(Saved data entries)
• • • • •

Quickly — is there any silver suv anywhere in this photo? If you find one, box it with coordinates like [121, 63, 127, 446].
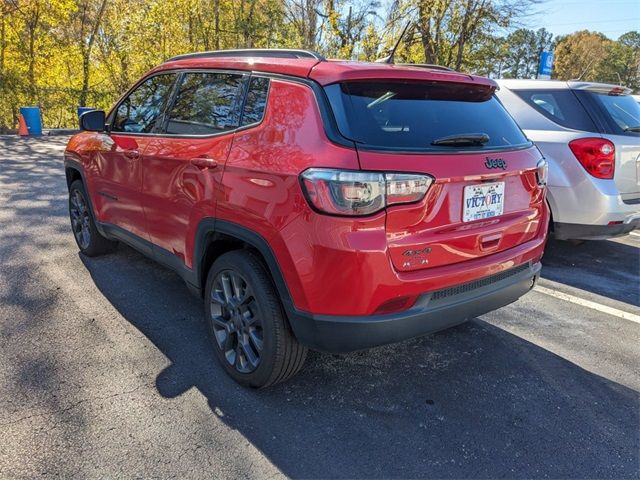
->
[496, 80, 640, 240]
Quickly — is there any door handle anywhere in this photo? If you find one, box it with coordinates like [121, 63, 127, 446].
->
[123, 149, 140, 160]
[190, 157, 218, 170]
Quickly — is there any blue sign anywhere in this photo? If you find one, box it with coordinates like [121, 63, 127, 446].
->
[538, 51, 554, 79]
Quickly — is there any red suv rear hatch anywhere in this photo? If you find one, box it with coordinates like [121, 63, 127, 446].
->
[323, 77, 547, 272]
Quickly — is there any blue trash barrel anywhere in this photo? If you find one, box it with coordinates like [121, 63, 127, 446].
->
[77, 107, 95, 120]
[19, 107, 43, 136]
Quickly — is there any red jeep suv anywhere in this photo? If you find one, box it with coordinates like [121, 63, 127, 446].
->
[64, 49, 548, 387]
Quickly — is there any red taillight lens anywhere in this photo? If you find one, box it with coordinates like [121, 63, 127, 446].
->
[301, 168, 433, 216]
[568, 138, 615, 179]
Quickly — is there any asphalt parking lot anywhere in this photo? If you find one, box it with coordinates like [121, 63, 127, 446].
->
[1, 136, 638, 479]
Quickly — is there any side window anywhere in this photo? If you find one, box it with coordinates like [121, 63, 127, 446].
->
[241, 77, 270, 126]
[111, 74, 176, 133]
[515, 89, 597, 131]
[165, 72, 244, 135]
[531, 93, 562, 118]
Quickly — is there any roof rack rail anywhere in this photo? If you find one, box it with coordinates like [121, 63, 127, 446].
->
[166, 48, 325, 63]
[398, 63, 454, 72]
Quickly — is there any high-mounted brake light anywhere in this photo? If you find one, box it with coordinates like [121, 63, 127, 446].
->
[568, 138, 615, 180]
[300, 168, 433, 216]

• • • • •

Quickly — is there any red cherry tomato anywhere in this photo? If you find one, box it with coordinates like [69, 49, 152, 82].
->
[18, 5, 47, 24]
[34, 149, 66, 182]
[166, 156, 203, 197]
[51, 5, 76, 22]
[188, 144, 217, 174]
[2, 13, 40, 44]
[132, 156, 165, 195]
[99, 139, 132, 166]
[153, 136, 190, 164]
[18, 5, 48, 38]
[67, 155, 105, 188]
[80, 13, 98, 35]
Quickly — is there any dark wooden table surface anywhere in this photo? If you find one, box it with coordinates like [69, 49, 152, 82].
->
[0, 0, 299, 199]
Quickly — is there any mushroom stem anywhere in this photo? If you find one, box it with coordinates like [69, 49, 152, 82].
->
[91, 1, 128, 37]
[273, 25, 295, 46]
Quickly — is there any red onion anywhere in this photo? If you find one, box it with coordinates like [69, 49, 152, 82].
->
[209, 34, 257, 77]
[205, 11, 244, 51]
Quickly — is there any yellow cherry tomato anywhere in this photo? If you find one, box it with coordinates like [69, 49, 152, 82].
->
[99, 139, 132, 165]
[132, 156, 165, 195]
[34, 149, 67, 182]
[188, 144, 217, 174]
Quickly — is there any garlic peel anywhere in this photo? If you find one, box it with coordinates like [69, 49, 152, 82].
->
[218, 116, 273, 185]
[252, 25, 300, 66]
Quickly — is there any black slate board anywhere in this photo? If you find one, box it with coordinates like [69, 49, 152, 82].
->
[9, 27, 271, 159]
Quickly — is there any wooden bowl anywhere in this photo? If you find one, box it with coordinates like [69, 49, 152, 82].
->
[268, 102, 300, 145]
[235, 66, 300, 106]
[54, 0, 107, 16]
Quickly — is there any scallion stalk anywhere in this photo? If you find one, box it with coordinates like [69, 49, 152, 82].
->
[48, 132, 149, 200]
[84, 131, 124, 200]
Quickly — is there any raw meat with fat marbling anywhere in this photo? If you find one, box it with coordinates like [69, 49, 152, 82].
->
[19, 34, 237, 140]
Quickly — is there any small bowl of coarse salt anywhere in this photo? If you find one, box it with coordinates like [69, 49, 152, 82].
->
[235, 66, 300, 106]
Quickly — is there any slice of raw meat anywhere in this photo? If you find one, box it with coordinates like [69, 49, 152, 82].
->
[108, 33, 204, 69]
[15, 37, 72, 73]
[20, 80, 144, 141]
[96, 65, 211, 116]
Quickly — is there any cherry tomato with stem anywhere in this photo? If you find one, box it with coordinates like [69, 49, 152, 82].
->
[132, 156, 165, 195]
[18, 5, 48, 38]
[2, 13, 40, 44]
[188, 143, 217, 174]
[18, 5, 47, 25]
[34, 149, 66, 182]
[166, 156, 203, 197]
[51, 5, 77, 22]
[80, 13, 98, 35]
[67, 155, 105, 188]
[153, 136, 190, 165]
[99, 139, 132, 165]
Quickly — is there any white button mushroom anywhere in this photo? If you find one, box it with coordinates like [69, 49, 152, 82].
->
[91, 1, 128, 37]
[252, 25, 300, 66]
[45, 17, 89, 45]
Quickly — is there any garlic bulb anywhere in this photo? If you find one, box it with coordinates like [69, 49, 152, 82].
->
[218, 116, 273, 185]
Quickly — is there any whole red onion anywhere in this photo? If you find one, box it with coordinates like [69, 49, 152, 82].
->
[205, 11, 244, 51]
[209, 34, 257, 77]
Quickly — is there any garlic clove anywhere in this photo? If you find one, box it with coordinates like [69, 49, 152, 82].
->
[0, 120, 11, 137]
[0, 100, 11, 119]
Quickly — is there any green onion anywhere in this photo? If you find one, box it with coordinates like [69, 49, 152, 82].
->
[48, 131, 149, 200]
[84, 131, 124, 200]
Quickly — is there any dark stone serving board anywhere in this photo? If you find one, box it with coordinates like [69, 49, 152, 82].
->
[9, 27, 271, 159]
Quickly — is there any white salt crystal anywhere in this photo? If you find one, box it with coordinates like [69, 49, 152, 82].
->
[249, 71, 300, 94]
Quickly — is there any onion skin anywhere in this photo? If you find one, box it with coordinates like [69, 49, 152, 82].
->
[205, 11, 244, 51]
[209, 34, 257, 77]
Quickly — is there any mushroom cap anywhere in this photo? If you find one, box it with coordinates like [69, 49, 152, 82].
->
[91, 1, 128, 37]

• • • • •

== About this exercise ==
What you write out is the stretch of entries from the line containing "Quickly — is there any silver" to the line containing "Quickly — is there any door", word for word, with both end lines and no pictures.

== Solution to this exercise ==
Quickly — is there any silver suv anywhere in this photo? If you find one, box it with coordinates like [121, 63, 127, 446].
->
[496, 80, 640, 240]
Quickly — is there any door handle anywhere in this photo? If you find one, box it with coordinates like [121, 63, 127, 446].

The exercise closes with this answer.